China expels New York Times correspondent Vivian Wang after critical reporting
China expelled Vivian Wang after blaming her for a Taiwan interview she did not join, stoking fears about shrinking foreign access in Beijing.

China expelled New York Times correspondent Vivian Wang in February after revoking her residence permit, ending nearly five years of reporting from the country and removing a journalist who had covered censorship, COVID-19 policy, the expansion of the security apparatus and the coronavirus pandemic. Beijing tied the move to a December 2025 DealBook Summit interview with Taiwan President Lai Ching-te, but Wang had no role in that interview.
The New York Times Company condemned the decision. Executive editor Joseph Kahn said, "The Chinese government's decision to expel Vivian Wang is wrong." Her removal would make it harder for the newspaper's global audience to get accurate, independent and in-depth reporting about the world's second-largest economy at a critical time.

(Given material)
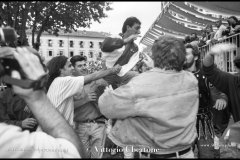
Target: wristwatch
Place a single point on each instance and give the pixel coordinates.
(40, 83)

(Set of tasks)
A – Write out the part of the article about Vivian Wang's expulsion starting with "China expels New" and going on through "in that interview.".
B – In the article about Vivian Wang's expulsion, which subjects is she said to have covered while reporting from China? List them all.
C – According to the article about Vivian Wang's expulsion, what did Beijing give as the basis for expelling her, and what does the article say is wrong with that basis?

(Results for each task)
A –
China expels New York Times correspondent Vivian Wang after critical reporting
China expelled Vivian Wang after blaming her for a Taiwan interview she did not join, stoking fears about shrinking foreign access in Beijing.

China expelled New York Times correspondent Vivian Wang in February after revoking her residence permit, ending nearly five years of reporting from the country and removing a journalist who had covered censorship, COVID-19 policy, the expansion of the security apparatus and the coronavirus pandemic. Beijing tied the move to a December 2025 DealBook Summit interview with Taiwan President Lai Ching-te, but Wang had no role in that interview.

B –
- Censorship
- COVID-19 policy
- The expansion of the security apparatus
- The coronavirus pandemic

C – Beijing tied the expulsion to an interview with Taiwan President Lai Ching-te at the DealBook Summit in December 2025. The article says Wang had no role in that interview.